* Directions: Repeat, word for word, the stretch of the entries from the line containing "Thank you for the photo. Could you indicate the dry" through the line containing "<point>280,79</point>", both included.

Collected data entries
-*-
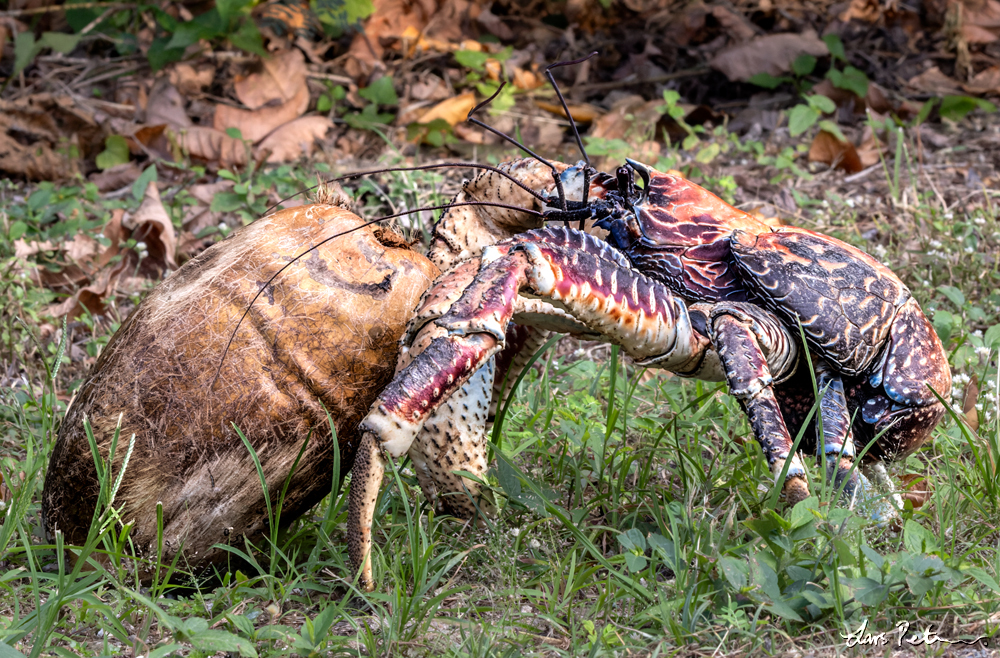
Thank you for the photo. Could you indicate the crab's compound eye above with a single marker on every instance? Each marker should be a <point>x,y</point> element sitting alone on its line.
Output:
<point>643,172</point>
<point>626,181</point>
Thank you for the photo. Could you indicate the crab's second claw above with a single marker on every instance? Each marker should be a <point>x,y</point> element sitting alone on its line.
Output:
<point>366,479</point>
<point>876,496</point>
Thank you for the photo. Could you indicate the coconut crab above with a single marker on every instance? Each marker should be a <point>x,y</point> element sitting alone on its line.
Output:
<point>686,283</point>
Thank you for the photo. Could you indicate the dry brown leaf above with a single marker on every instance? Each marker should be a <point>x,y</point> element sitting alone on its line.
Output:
<point>980,21</point>
<point>581,112</point>
<point>43,137</point>
<point>212,145</point>
<point>916,488</point>
<point>166,106</point>
<point>867,11</point>
<point>255,125</point>
<point>826,148</point>
<point>986,81</point>
<point>295,139</point>
<point>973,34</point>
<point>91,297</point>
<point>453,110</point>
<point>469,134</point>
<point>629,116</point>
<point>151,224</point>
<point>870,150</point>
<point>23,249</point>
<point>526,80</point>
<point>437,24</point>
<point>190,79</point>
<point>734,23</point>
<point>933,81</point>
<point>772,54</point>
<point>280,79</point>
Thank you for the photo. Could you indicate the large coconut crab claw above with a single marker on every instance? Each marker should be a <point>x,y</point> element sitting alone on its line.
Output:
<point>591,290</point>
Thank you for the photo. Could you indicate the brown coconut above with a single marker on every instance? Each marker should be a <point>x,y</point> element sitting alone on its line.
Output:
<point>323,334</point>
-*-
* Solution for this task:
Thank you for the photo. Could you indicate the dry brown leaf above with a single marker on every instance? Each marker should be a <point>x,y</point> element sitting alone on its line.
Output:
<point>980,21</point>
<point>581,112</point>
<point>43,137</point>
<point>212,145</point>
<point>916,488</point>
<point>166,106</point>
<point>867,11</point>
<point>255,125</point>
<point>826,148</point>
<point>986,81</point>
<point>295,139</point>
<point>973,34</point>
<point>91,297</point>
<point>453,110</point>
<point>469,134</point>
<point>629,116</point>
<point>151,224</point>
<point>870,150</point>
<point>23,249</point>
<point>526,80</point>
<point>437,24</point>
<point>190,79</point>
<point>734,23</point>
<point>933,81</point>
<point>772,54</point>
<point>280,79</point>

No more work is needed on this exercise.